## Extract to read
At some point in our lives, we have all tried connecting a pair of magnets using the same side poles, only to discover they repel one another. The same can be said with cubed magnets, try putting them next to each other, and they will arrange themselves in a column. The reason this happens is that those magnets are dipolar, and can only align themselves using opposite poles (north/south).
Researchers at ETH Zurich have designed magnetic cubes that defy that north/south relationship and can be connected to form any number of 2D shapes regardless of their orientation. Rather than being dipolar, the new building blocks are quadrupolar, meaning they have two north poles and two south poles. The scientists call these new blocks quadrupole modules, with each housing two small dipole magnets with their equal poles facing each other housed in a 3D-printed enclosure.
The quadrupole modules can be assembled to form chessboard-like two-dimensional shapes. The team explains, “the south and north poles attract each other, a quadrupole building block with its two south poles facing left and right will attract, on each of its four sides, a building block that is rotated by 90 degrees, so it's north poles on face left and right.”

## Supplied material
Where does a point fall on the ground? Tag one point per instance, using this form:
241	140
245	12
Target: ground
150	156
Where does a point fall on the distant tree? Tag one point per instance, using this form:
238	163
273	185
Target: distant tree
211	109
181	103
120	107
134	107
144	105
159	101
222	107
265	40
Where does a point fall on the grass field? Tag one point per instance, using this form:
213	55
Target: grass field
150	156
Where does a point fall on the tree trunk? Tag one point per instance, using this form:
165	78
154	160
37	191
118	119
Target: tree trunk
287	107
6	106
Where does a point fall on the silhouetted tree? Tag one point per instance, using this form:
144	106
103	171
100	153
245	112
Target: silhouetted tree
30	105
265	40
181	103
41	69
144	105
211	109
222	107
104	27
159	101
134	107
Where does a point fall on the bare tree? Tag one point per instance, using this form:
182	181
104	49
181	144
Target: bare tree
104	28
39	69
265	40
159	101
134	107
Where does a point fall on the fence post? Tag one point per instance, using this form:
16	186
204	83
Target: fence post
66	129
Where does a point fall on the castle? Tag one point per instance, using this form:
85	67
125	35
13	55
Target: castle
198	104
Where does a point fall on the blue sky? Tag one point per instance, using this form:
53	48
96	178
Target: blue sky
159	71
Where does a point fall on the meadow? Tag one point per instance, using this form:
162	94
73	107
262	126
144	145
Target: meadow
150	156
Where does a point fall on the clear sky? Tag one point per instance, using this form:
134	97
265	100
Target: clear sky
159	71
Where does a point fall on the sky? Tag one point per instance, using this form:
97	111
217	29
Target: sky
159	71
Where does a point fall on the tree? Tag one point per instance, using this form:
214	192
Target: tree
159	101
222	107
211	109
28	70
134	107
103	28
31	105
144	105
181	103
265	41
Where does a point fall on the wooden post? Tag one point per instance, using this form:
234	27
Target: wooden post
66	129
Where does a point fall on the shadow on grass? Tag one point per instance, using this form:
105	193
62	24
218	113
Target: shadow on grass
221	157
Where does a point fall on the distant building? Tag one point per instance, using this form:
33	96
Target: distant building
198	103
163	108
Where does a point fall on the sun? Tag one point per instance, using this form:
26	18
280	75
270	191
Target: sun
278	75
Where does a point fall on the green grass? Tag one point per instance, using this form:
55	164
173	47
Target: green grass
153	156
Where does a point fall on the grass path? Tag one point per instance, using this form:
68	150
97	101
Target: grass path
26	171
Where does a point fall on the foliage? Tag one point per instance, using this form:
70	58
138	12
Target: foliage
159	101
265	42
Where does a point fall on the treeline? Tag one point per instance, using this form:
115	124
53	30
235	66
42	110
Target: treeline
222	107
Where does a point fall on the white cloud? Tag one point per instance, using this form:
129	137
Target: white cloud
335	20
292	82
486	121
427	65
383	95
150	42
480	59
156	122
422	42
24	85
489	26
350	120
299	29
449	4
---
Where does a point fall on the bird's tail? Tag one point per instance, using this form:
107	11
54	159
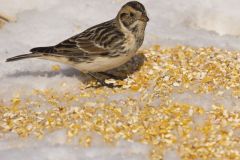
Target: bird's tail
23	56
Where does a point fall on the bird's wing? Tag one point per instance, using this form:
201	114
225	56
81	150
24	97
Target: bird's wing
==
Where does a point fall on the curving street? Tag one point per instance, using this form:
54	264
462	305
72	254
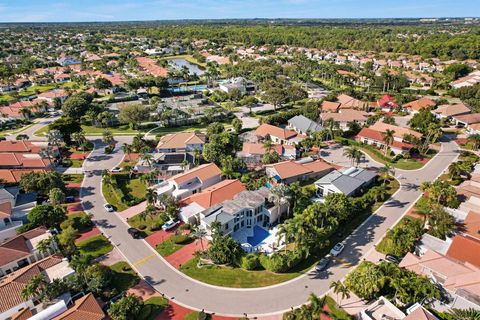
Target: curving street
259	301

## To do
#1 According to the article on magnetic cubes, why do cubed magnets placed next to each other arrange themselves in a column? Answer in one to three sentences.
#2 In the article on magnetic cubes, what name do the scientists give to their new building blocks?
The listing is not needed for anything that follows.

## Answers for this exercise
#1 Cubed magnets line up in a column because they are dipolar. Dipolar magnets can only align themselves using opposite poles, north to south.

#2 They call them quadrupole modules.